Rows from a pointing dataset

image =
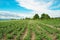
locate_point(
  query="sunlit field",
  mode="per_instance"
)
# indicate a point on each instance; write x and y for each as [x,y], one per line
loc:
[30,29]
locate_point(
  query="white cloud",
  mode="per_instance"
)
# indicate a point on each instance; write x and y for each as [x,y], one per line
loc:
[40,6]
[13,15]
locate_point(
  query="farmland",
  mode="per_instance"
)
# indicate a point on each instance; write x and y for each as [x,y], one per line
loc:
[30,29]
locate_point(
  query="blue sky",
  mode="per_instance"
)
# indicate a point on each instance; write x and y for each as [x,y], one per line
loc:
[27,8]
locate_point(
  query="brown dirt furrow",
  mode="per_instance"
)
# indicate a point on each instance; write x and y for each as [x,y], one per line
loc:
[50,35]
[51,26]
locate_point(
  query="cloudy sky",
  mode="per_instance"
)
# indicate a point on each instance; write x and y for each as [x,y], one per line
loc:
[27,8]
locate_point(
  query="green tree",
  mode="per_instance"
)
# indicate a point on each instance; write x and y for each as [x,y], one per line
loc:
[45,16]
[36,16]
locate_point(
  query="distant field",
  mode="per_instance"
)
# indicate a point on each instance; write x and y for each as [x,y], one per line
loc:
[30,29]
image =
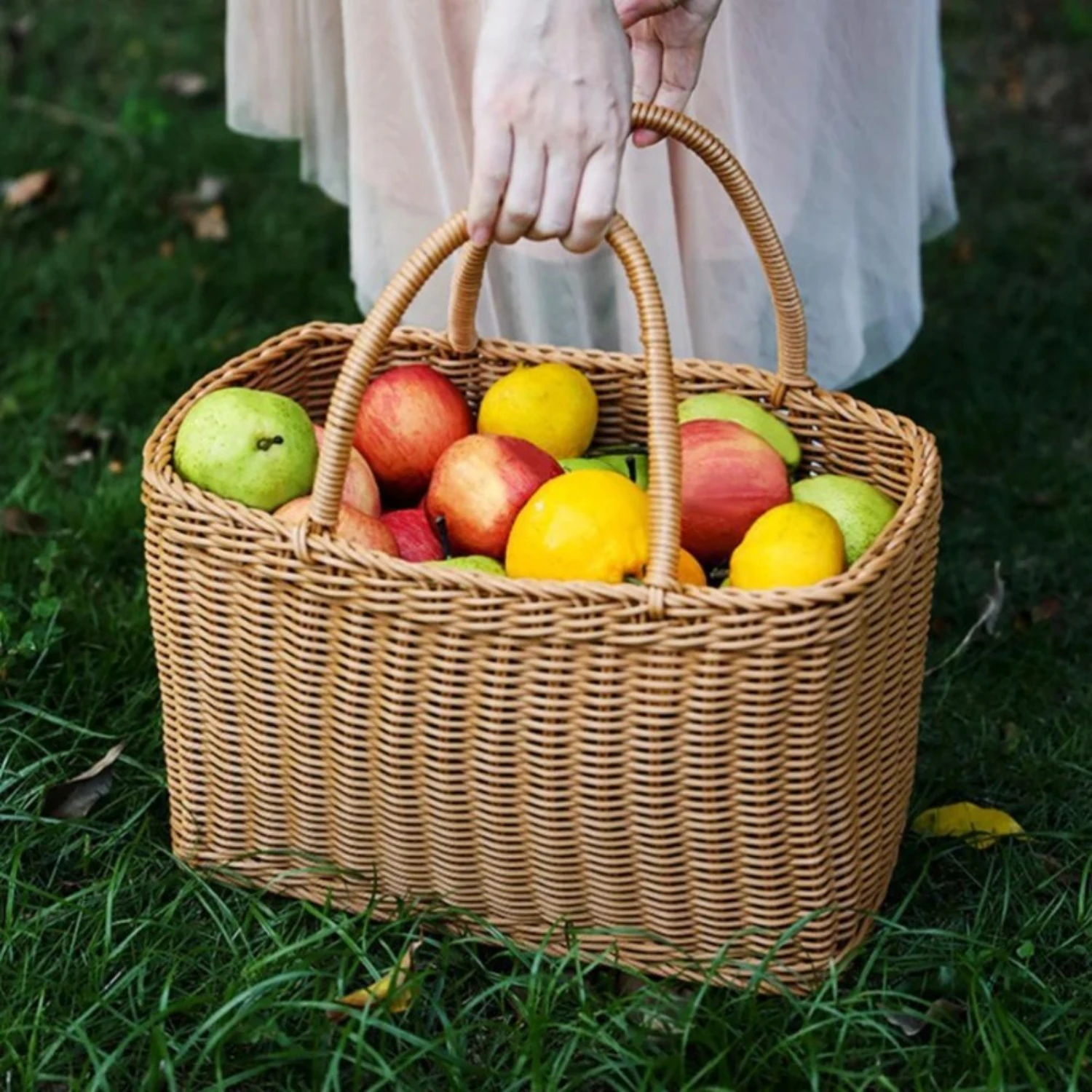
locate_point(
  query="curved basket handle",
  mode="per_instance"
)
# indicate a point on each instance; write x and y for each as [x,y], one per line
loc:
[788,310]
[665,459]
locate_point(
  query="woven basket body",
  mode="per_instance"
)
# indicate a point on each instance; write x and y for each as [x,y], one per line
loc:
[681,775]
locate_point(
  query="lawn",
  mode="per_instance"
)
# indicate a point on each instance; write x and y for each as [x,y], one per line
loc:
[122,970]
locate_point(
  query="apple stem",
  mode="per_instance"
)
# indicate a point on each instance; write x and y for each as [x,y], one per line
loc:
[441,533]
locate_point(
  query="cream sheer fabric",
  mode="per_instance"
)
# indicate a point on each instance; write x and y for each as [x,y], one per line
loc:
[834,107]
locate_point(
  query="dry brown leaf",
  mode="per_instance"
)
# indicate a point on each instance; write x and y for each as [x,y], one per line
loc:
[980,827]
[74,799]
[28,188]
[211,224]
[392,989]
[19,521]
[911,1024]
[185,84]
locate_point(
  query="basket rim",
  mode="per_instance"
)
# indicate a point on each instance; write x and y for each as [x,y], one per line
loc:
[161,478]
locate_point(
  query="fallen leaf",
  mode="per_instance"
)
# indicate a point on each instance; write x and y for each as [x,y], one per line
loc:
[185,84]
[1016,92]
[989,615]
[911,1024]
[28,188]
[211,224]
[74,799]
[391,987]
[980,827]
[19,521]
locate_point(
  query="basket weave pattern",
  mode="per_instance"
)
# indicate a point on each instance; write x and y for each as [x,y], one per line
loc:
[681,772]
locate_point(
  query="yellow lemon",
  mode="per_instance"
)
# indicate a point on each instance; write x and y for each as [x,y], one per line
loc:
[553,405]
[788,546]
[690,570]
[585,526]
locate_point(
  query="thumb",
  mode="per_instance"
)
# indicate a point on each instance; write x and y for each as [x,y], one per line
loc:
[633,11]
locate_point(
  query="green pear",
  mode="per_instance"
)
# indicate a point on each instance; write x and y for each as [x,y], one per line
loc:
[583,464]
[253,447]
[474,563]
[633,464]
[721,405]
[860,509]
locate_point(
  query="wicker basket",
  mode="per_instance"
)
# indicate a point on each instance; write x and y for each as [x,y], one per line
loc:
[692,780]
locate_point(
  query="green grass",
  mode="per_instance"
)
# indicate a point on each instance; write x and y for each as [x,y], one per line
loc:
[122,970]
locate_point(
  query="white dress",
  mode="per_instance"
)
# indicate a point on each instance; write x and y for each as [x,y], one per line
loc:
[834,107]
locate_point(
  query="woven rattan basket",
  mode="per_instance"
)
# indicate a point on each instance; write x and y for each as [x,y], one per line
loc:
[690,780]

Problem statement: Please gather every line in the items above that contains the string "field", copying each line in full.

Written response:
  query="sunlit field",
  query="distant field",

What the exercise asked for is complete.